# Selected excerpt

· · ·

VITALISM is a term known and understood by few people but yet it is as significant to each and everyone of us as LIFE and DEATH.
We could say that in general the use of the term VITALISTIC describes the sum of a person’s well being. Comparing two individuals to one another in many circumstances, one would conclude how one person is healthier than the other. Or in other words one person is expressing greater vitalism than the other.
We can agree that on a scale of 1 to 10 a person who is a 9 or a 10 would be expressing excellent health; or greatest vitality. As we slide to a 7 or 8 we are now unwell, but not necessarily sickly. Going down the slope to 5 or 6 out of 10 we see how people are occasionally sick, still recovering but only to find themselves sick again.
Continuing to poorly express our vitality in the stages of 3 to 4 we are describing a person suffering from chronic illness / sickness at this stage. Followed by severely ill when vitality is reduced to the 1 or 2 levels. The next step is the eventual demise, at which time all vitality is gone.
It is observed that throughout our lives we may tend to lose our vitalistic state. We don’t describe it that way. What we say is that we just seem to be less healthier as we age. If we look at the World Health Organization’s definition of health as the foundation of how vitalistic we are, it raises interesting questions.
“Health is a state of complete physical, mental, and social well-being; and not merely the absence of disease or infirmities.”
We are alive or we aren’t and the span between both extremes is best qualified or quantified by our state of general health. There’s no denying that vitalism or vitalistic forces are present, but we have no way of measuring it separately as a specific finding; that there is no way to measure ones vitalism according to current science. However it does exist!
So until there is an advancement and science that permits its accurate measurement, we will at least acknowledge how critical to life it is, and to support what promotes greater vitalism.
VITALISM exists in books only as a theoretical construct but its existence remains undeniable, in spite of our inability to measure this Vitality. The consequences of us not acknowledging this aspect of life and health will critically impact on our health and well-being.

· · ·

# Activity A
Write out the part of the piece on vitalism starting with "So until there" and going on through "health and well-being.".
# Activity B
For each statement below, say whether it agrees with the piece on vitalism. Answer yes or no and quote the words from the piece that decide it. (i) On the scale of 1 to 10, a person at 7 or 8 is described as sickly. (ii) Current science can measure a person's vitalism. (iii) A person at the 3 to 4 stage is described as suffering from chronic illness.

# Data block

· · ·

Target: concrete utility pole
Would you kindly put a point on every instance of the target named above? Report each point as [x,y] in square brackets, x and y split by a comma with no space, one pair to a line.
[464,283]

· · ·

# Your solution A
So until there is an advancement and science that permits its accurate measurement, we will at least acknowledge how critical to life it is, and to support what promotes greater vitalism.
VITALISM exists in books only as a theoretical construct but its existence remains undeniable, in spite of our inability to measure this Vitality. The consequences of us not acknowledging this aspect of life and health will critically impact on our health and well-being.

# Your solution B
(i) No: "As we slide to a 7 or 8 we are now unwell, but not necessarily sickly."
(ii) No: "there is no way to measure ones vitalism according to current science."
(iii) Yes: "Continuing to poorly express our vitality in the stages of 3 to 4 we are describing a person suffering from chronic illness / sickness at this stage."